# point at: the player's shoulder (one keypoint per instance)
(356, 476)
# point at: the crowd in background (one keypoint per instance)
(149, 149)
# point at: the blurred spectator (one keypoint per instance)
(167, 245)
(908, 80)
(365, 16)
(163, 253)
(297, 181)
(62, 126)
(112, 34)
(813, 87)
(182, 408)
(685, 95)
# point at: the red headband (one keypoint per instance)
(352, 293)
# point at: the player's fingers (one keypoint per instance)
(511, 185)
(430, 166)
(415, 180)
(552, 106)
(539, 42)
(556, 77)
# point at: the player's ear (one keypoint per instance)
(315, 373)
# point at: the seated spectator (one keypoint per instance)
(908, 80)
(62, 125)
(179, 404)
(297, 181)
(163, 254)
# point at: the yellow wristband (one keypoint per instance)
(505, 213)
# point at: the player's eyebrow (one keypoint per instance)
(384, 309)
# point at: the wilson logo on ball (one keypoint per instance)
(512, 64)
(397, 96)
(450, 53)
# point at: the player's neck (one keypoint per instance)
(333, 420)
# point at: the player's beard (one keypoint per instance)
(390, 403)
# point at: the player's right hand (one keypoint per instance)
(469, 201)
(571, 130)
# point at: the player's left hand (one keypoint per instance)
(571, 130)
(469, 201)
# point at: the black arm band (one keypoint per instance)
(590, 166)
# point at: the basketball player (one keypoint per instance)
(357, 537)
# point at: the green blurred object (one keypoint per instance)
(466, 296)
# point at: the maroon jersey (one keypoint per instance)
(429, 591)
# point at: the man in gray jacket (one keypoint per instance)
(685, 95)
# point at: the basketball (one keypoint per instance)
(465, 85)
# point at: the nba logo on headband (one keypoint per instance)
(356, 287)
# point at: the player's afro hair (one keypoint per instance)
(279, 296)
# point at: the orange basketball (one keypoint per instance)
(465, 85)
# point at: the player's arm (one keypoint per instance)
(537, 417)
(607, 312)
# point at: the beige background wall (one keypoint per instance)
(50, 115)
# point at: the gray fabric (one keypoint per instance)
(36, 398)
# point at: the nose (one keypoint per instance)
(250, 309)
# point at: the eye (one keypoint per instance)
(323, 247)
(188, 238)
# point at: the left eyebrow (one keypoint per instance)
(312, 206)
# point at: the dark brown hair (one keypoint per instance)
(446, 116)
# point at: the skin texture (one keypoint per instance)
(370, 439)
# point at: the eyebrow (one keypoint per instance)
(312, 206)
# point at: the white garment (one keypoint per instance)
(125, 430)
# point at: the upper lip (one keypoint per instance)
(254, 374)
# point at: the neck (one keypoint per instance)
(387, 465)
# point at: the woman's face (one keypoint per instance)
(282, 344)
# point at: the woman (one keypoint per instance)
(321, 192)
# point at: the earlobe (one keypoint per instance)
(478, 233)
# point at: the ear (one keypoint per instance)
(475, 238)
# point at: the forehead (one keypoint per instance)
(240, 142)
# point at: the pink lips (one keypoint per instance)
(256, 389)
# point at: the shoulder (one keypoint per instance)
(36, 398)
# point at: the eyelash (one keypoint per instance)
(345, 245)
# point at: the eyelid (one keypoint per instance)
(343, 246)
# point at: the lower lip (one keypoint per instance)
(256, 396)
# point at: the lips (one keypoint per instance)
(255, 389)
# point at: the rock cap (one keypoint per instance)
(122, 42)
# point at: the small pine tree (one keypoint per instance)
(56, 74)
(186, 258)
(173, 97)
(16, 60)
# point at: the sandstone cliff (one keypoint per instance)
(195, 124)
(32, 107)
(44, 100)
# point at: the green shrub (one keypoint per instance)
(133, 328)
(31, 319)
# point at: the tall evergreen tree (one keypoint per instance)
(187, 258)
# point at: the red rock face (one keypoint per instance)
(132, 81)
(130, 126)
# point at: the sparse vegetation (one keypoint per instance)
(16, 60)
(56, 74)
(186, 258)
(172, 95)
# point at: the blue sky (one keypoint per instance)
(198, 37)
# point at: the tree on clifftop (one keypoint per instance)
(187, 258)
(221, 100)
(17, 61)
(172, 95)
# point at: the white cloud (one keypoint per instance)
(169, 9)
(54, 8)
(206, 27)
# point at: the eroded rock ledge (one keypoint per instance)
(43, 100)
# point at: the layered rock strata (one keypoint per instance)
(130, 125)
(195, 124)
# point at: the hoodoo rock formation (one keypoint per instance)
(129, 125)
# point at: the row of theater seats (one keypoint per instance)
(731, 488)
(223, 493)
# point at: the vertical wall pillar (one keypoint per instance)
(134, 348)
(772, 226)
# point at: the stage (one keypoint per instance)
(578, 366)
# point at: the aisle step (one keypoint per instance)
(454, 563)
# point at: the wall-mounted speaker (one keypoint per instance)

════════════════════

■ **Brief**
All the records shown above need to be given again exactly.

■ **Response to the exercise**
# point at: the player's shoulder (one keypoint per instance)
(356, 476)
# point at: the crowd in background (one keypoint per instance)
(149, 149)
# point at: the blurred spectator (one keypoint per instance)
(167, 245)
(908, 80)
(365, 16)
(163, 253)
(297, 181)
(62, 126)
(112, 34)
(813, 87)
(182, 408)
(685, 95)
# point at: the red headband (one keypoint per instance)
(352, 293)
# point at: the player's fingers (one keypoint per instance)
(511, 185)
(430, 166)
(415, 180)
(552, 106)
(539, 42)
(556, 77)
# point at: the player's ear (one keypoint per instance)
(315, 373)
# point at: the seated spectator (one keypoint per instance)
(908, 80)
(62, 125)
(179, 404)
(297, 181)
(163, 254)
# point at: the yellow wristband (one keypoint per instance)
(505, 213)
# point at: the player's eyebrow (one keypoint per instance)
(384, 309)
# point at: the wilson logo on ball (one keypoint per instance)
(512, 64)
(397, 96)
(450, 53)
# point at: the player's neck (one keypoint per instance)
(333, 420)
# point at: the player's beard (one keypoint per instance)
(390, 403)
# point at: the player's right hand (one keypoint per instance)
(469, 201)
(571, 130)
# point at: the player's left hand (one keypoint per instance)
(571, 130)
(469, 201)
# point at: the black arm band (one keypoint per instance)
(590, 166)
# point at: the basketball player (one keypoint per instance)
(357, 537)
# point at: the green blurred object (one keypoint per instance)
(466, 296)
# point at: the maroon jersey (one keypoint per instance)
(429, 591)
# point at: the man in gray jacket (one keypoint per instance)
(685, 95)
# point at: the basketball (one keypoint per instance)
(465, 85)
# point at: the nba logo on headband (one keypoint per instance)
(356, 287)
# point at: the player's afro hair (one keypoint per instance)
(279, 296)
# point at: the orange basketball (one keypoint per instance)
(465, 85)
# point at: the player's arm (one keypoint per instance)
(537, 417)
(607, 312)
# point at: the beige background wall (one keypoint per instance)
(50, 115)
# point at: the gray fabric (one keypoint per instance)
(36, 398)
# point at: the nose (one keypoint per instance)
(250, 309)
# point at: the eye (one keypoint per instance)
(323, 247)
(188, 238)
# point at: the left eyebrow (one keypoint per instance)
(312, 206)
# point at: the dark brown hair (one keypoint per instance)
(446, 116)
# point at: the skin texture (one keypoint per instance)
(370, 439)
# point at: the eyebrow (one keypoint per instance)
(312, 206)
# point at: the white garment (one keypoint per instance)
(125, 430)
# point at: the upper lip (one keypoint per instance)
(254, 374)
# point at: the neck (one keypoint per instance)
(387, 465)
# point at: the woman's face (one keypoint per instance)
(282, 344)
# point at: the woman (one keypoint per instance)
(321, 192)
# point at: the earlobe (one keypoint per instance)
(478, 233)
# point at: the ear (one keypoint per instance)
(475, 238)
# point at: the forehead (one keypoint per instance)
(240, 142)
# point at: the pink lips (one keypoint per instance)
(256, 389)
# point at: the shoulder (one keypoint per instance)
(36, 398)
# point at: the eyelash (one keypoint per instance)
(345, 245)
# point at: the eyelid (one keypoint per instance)
(343, 246)
# point at: the lower lip (one keypoint per instance)
(256, 396)
# point at: the lips (one keypoint per instance)
(255, 389)
# point at: the rock cap (one keypoint per instance)
(122, 42)
# point at: the small pine tree (one keypoint per instance)
(56, 74)
(186, 258)
(173, 97)
(16, 60)
# point at: the sandstone cliff (one keypoint per instance)
(195, 124)
(32, 107)
(44, 100)
# point at: the green shrub (one keypoint per instance)
(133, 328)
(31, 319)
# point at: the tall evergreen tree (one keypoint per instance)
(187, 258)
# point at: the red rock face (one keypoint per instance)
(132, 81)
(130, 126)
# point at: the sparse vegetation (one keypoint per instance)
(16, 60)
(56, 74)
(186, 258)
(172, 95)
# point at: the blue sky (one keypoint per instance)
(198, 37)
# point at: the tree on clifftop (one keypoint per instance)
(187, 258)
(221, 100)
(17, 61)
(172, 95)
# point at: the white cloud (one keypoint per instance)
(169, 9)
(54, 8)
(206, 27)
# point at: the eroded rock ledge (one keypoint per instance)
(43, 100)
# point at: the layered rock strata (one keypoint per instance)
(130, 125)
(195, 124)
# point at: the hoodoo rock formation (one keypoint per instance)
(129, 125)
# point at: the row of theater seats (one keypoint per instance)
(731, 488)
(223, 493)
# point at: the vertical wall pillar (one keypoint per instance)
(134, 348)
(772, 226)
# point at: the stage (one keypoint per instance)
(578, 366)
# point at: the aisle step (one keypoint per instance)
(454, 563)
# point at: the wall-mounted speaker (one keypoint per instance)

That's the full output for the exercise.